All tables live in the `dq` schema (configurable). Three categories:

| Category | Tables |
|---|---|
| **Framework-Seeded** (auto-populated by `setup()`) | `masterDataCategory`, `masterPattern` |
| **User-Managed** (populated via `ConfigManager` or SQL) | `masterField`, `configFieldValues`, `configFieldAllowedPattern`, `configCustomQuery`, `mapDQChecks` |
| **Results** (auto-populated by `run_assessment()`) | `auditDQChecks`, `statDQChecks` |

| Table | Purpose |
|---|---|
| `masterDataCategory` | 27 field type classifications |
| `masterPattern` | 118 built-in validation patterns. Custom patterns use `_ID >= 1000` (IDs 1–999 are reserved for built-ins) |
| `masterField` | Source fields registered for assessment |
| `configFieldValues` | Data length (L01) and value range (L04) boundaries |
| `configFieldAllowedPattern` | Pattern allow/block rules per field |
| `configCustomQuery` | Custom validation expressions — plain regex, Spark SQL, or named validators (L02) |
| `mapDQChecks` | Maps source field → curated table column |
| `auditDQChecks` | Row-level violation audit log (failures only, append-only) |
| `statDQChecks` | Aggregated pass/fail statistics per execution (append-only) |

> **`generate_rule_functions()` output**: Prints a `•` line for each registered checker with its SQL expression count. Any DQ function referenced in `mapDQChecks` that has no rules configured (in `configFieldValues`, `configFieldAllowedPattern`, or `configCustomQuery`) is flagged with ⚠ and skipped by the assessment runner — avoiding misleading 100% quality scores for unchecked fields.
================================
**What is required**
Carry on the excerpt describing the `dq` schema tables, starting right after its last sentence. The data below comes from a separate source and has no connection to the excerpt on the `dq` schema tables.

**Collected material**
================================
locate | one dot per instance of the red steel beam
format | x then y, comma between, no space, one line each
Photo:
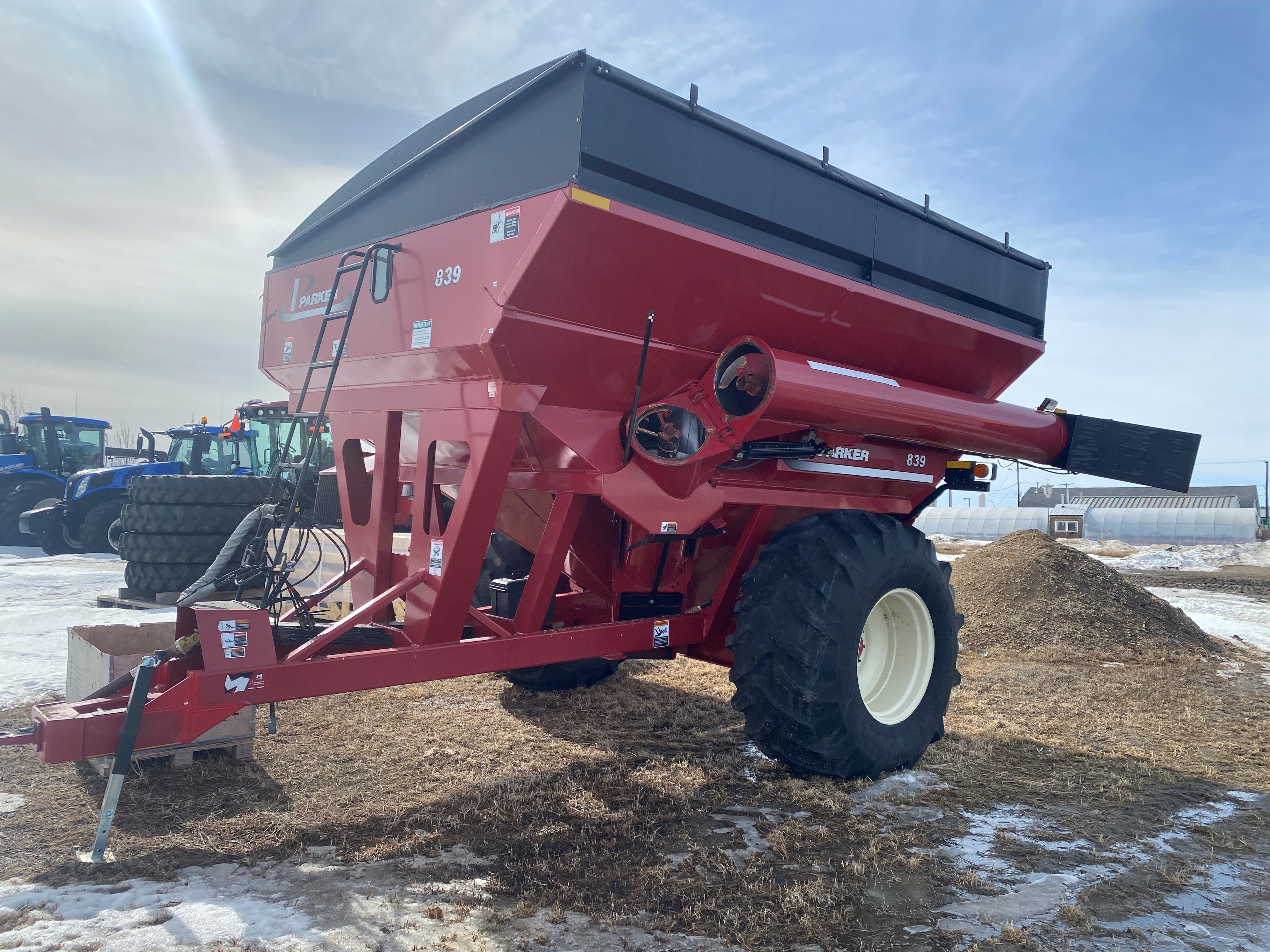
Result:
================================
**Answer box**
---

## Validation Levels (in order, early-exit on first failure)

Each generated field checker implements the same 5-level hierarchy as the SQL TVF:

| Level | Check Type | Priority |
|---|---|---|
| **L01** | Data Length range (min/max character count) | Checked first |
| **L02** | Custom expression rules (regex, Spark SQL, or named validator) | Checked second |
| **L03** | 118-pattern checks (in PatternPriority order) | Checked third |
| **L04** | Data Value range (min/max value comparison) | Checked fourth |
| **L99** | Default PASS (if all prior checks pass) | Final |

**Early exit**: The checker returns immediately on first failure.
Re-run after fixing the first violation to surface the next.

---

## 118 Patterns across 10 Categories

| Category | Count | Examples |
|---|---|---|
| `DataType1` | 3 | Is Fully Numeric, Is Fully Decimal, Is Fully Text |
| `DataType2` | 1 | Is AlphaNumeric |
| `DataType3` | 4 | Is Date, Is Time, Is Timestamp, Is Boolean |
| `SpecialCharacter` | 32 | Has Comma, Has At Sign, Has Hyphen, Has Pipe Symbol, … |
| `SpaceFound` | 1 | Has Space |
| `DataEmptiness` | 34 | Is Empty or NULL, Is Virtually Empty with Spaces, … |
| `InvalidKeyword` | 40 | Has Keyword-n/a, Has Keyword-null, Has Keyword-missing, … |
| `FullyDuplicatedCharacter` | 1 | Has Fully Duplicated Character (e.g. "aaaa") |
| `UnicodeCharacters` | 1 | Has Unicode Characters (outside printable ASCII 0x20–0x7E) |
| `CasingCheck` | 2 | Has Lowercase Character, Has Uppercase Character |

**Total: 118 built-in patterns.** Pattern IDs 1–999 are reserved for framework use.
To add custom patterns (e.g. domain-specific invalid keywords), use IDs `>= 1000`.

---

## Pattern Resolution (L0A — three levels of granularity)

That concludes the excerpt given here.